Exercise goal: Write out every entry below again, replacing "object-detection model" with "detector" wherever it appears and leaving everything else unchanged. Omit the pictures.

[Dataset excerpt]
——————
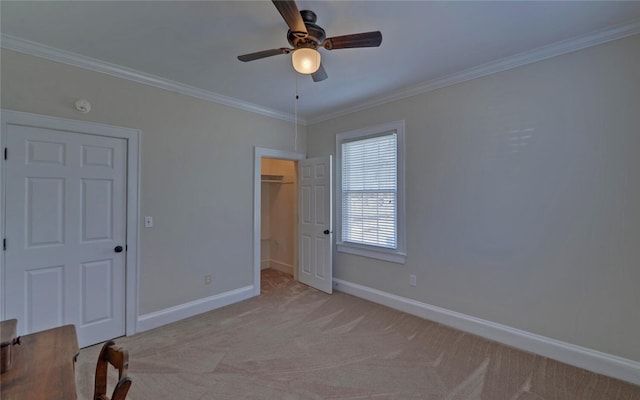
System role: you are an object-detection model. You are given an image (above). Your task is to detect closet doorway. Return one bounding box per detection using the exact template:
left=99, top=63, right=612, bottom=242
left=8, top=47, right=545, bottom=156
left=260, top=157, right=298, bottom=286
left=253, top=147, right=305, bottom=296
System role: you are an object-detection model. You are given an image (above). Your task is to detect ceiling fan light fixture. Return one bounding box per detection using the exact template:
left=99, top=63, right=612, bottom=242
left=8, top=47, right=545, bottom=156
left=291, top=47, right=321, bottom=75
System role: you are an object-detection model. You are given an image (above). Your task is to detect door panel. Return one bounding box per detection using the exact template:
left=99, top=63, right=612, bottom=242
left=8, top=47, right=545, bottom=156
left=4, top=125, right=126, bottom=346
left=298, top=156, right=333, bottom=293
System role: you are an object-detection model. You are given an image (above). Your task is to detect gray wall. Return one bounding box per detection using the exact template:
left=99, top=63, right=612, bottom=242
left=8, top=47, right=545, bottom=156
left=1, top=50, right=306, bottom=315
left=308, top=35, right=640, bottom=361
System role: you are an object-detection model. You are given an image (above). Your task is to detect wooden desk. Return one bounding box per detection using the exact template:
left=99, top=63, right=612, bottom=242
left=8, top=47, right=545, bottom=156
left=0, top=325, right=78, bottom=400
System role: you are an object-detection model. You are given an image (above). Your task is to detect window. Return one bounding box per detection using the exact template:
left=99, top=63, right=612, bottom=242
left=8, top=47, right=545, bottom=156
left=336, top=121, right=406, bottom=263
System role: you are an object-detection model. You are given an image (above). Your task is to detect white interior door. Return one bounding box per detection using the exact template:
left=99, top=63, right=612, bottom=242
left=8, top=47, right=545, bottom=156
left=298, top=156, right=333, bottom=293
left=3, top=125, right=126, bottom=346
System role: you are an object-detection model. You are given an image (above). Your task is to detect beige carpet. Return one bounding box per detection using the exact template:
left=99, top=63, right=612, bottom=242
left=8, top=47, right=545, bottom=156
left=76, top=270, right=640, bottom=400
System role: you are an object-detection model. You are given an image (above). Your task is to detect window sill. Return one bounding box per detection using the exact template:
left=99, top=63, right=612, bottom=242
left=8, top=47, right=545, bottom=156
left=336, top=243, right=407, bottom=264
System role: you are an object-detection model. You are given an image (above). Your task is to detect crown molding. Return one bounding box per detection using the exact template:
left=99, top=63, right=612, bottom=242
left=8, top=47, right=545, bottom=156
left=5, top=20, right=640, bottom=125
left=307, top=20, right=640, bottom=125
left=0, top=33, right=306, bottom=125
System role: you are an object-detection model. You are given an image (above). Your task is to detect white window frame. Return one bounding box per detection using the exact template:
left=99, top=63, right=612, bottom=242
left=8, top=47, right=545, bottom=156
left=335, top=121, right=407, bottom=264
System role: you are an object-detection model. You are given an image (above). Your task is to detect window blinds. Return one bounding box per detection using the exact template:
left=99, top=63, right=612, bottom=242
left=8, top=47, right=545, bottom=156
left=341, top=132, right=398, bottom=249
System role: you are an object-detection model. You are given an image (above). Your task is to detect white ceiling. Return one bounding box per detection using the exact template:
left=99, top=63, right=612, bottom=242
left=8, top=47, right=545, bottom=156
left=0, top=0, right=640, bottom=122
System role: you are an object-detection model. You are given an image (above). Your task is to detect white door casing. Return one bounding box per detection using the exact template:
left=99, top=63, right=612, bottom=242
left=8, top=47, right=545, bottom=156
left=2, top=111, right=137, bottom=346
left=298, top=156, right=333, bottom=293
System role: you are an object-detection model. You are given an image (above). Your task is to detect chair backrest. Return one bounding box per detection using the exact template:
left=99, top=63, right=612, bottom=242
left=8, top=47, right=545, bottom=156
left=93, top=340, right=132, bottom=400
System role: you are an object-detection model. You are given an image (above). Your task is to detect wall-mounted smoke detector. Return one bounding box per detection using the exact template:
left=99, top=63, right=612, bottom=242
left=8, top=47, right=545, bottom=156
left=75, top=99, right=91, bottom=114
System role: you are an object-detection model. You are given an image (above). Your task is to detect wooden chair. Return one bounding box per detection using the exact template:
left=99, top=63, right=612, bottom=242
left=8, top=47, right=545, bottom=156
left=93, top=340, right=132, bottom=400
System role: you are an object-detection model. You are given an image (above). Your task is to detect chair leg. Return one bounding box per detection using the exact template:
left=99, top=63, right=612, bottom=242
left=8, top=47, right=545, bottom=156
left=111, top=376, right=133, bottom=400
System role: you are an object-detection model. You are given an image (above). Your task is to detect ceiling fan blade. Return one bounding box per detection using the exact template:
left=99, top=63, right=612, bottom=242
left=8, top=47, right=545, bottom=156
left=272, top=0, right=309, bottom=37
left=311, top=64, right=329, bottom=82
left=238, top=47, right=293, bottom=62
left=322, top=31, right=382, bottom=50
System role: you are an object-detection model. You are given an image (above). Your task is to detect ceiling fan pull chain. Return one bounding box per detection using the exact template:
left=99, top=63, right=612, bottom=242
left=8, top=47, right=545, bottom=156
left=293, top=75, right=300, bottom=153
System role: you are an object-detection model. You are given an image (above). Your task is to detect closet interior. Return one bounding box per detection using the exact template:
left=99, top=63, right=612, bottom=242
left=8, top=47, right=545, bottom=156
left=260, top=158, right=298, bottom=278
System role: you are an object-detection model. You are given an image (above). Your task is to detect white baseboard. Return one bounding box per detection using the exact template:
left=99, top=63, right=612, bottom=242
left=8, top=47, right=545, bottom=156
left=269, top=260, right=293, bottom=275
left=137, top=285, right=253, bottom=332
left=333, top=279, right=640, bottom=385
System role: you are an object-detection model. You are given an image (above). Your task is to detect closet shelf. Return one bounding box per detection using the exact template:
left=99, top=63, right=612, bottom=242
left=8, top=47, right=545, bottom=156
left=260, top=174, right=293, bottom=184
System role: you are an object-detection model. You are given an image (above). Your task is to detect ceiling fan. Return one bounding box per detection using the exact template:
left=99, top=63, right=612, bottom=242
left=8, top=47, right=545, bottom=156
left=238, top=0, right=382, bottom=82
——————
Solution:
System role: you are an detector. You are given an image (above). Your task is to detect closet doorway. Return one bounding box per detection using the exact template:
left=99, top=63, right=612, bottom=242
left=8, top=47, right=545, bottom=156
left=260, top=157, right=298, bottom=286
left=253, top=147, right=305, bottom=296
System role: you are an detector. You are given an image (above). Your task is to detect ceiling fan light fixture. Return one bounding box per detection using the exact template:
left=99, top=63, right=612, bottom=242
left=8, top=47, right=545, bottom=156
left=291, top=47, right=321, bottom=75
System role: you are an detector. You are given an image (above). Your task is to detect door panel. Return one bounding box per detection using the exact template:
left=99, top=63, right=612, bottom=242
left=8, top=47, right=545, bottom=156
left=4, top=125, right=126, bottom=346
left=298, top=156, right=333, bottom=293
System role: you are an detector. You are given an image (above). Your task is to detect gray wall. Return one bounding box per detection using the exact template:
left=99, top=63, right=612, bottom=242
left=8, top=47, right=545, bottom=156
left=1, top=50, right=306, bottom=315
left=308, top=35, right=640, bottom=361
System role: you are an detector. You are given an image (above). Your task is to detect wooden desk. Return one bounding box per detection using the exact template:
left=99, top=63, right=612, bottom=242
left=8, top=47, right=545, bottom=156
left=0, top=325, right=78, bottom=400
System role: you are an detector. You are given an image (above). Your task is to detect window. Return one bounding box per detection using the exact template:
left=99, top=63, right=612, bottom=242
left=8, top=47, right=545, bottom=156
left=336, top=121, right=406, bottom=263
System role: you are an detector. You are given an image (above). Your task is to detect white interior door. Return one bounding box per detection using the exact template:
left=99, top=63, right=612, bottom=242
left=8, top=47, right=545, bottom=156
left=298, top=156, right=333, bottom=293
left=3, top=125, right=126, bottom=346
System role: you are an detector. You are given an image (above). Your task is to detect beige carpet. Return one bounding box per detection using the exact template:
left=99, top=63, right=612, bottom=242
left=8, top=47, right=545, bottom=156
left=76, top=270, right=640, bottom=400
System role: you are an detector. You are given an image (above). Your task is to detect window sill. Return one bounding box per detection using the exact template:
left=99, top=63, right=612, bottom=242
left=8, top=47, right=545, bottom=156
left=336, top=243, right=407, bottom=264
System role: you are an detector. You are given an image (above). Your task is to detect crown molding. Return one bounding box per detection using the exact template:
left=99, top=63, right=612, bottom=242
left=8, top=47, right=545, bottom=156
left=5, top=20, right=640, bottom=125
left=307, top=20, right=640, bottom=125
left=0, top=33, right=306, bottom=125
System role: you are an detector. You are given an image (above). Your task is to detect white window frame. Return one bounding box per detection using the exact template:
left=99, top=63, right=612, bottom=242
left=8, top=47, right=545, bottom=156
left=335, top=121, right=407, bottom=264
System role: you are an detector. You are given an image (above). Your task is to detect window blinds. Return one bounding box per detection using the exact template:
left=99, top=63, right=612, bottom=242
left=8, top=47, right=545, bottom=156
left=341, top=132, right=398, bottom=249
System role: you are an detector. You are given an image (above). Your task is to detect white ceiling. Return one bounding box per detection using the exact template:
left=99, top=63, right=612, bottom=242
left=8, top=47, right=545, bottom=156
left=0, top=0, right=640, bottom=122
System role: you are an detector. You are given an image (above). Your task is to detect white door casing. Return one bounding box per detection using the exact template:
left=99, top=63, right=612, bottom=242
left=8, top=47, right=545, bottom=156
left=2, top=111, right=137, bottom=346
left=298, top=156, right=333, bottom=293
System role: you are an detector. You are given an image (above). Your task is to detect chair backrest. Return one bounding box per detection using the exact template:
left=99, top=63, right=612, bottom=242
left=8, top=47, right=545, bottom=156
left=93, top=340, right=132, bottom=400
System role: you are an detector. You are given an image (above). Your task is to detect wall-mounted smoke detector. Return one bounding box per detection using the exact template:
left=99, top=63, right=612, bottom=242
left=8, top=47, right=545, bottom=156
left=75, top=99, right=91, bottom=114
System role: you are an detector. You are given an image (above). Your task is to detect wooden chair. Return one bounding box per detection using the exact template:
left=99, top=63, right=612, bottom=242
left=8, top=47, right=545, bottom=156
left=93, top=340, right=132, bottom=400
System role: you are an detector. You are given an image (above). Your task is to detect chair leg. Return one bounding box per detection using the exact template:
left=99, top=63, right=612, bottom=242
left=8, top=47, right=545, bottom=156
left=111, top=376, right=133, bottom=400
System role: you are an detector. You are given an image (above). Your task is to detect ceiling fan blade. Return one bounding box per detection using the exact template:
left=99, top=63, right=612, bottom=242
left=8, top=47, right=545, bottom=156
left=272, top=0, right=309, bottom=37
left=311, top=64, right=329, bottom=82
left=238, top=47, right=293, bottom=62
left=322, top=31, right=382, bottom=50
System role: you are an detector. You are given an image (above). Your task is to detect ceiling fan pull chain. Return one bounding box per detection using the exact template:
left=99, top=63, right=612, bottom=242
left=8, top=47, right=545, bottom=156
left=293, top=75, right=300, bottom=153
System role: you are an detector. You are given an image (above). Your task is to detect closet interior. Return one bounding box per detection using the exact template:
left=99, top=63, right=612, bottom=242
left=8, top=47, right=545, bottom=156
left=260, top=158, right=298, bottom=278
System role: you are an detector. You are given an image (above). Your task is to detect white baseboard. Return one bounding box per detection using the exact template:
left=99, top=63, right=612, bottom=242
left=8, top=47, right=545, bottom=156
left=269, top=260, right=293, bottom=275
left=137, top=285, right=253, bottom=332
left=333, top=279, right=640, bottom=385
System role: you are an detector. You are given an image (above). Your task is to detect closet shelf. Return one bounding box per detection using the exact template:
left=99, top=63, right=612, bottom=242
left=8, top=47, right=545, bottom=156
left=260, top=174, right=293, bottom=184
System role: you are an detector. You are given an image (above). Your task is to detect ceiling fan. Return one bounding box per detection using the exact template:
left=99, top=63, right=612, bottom=242
left=8, top=47, right=545, bottom=156
left=238, top=0, right=382, bottom=82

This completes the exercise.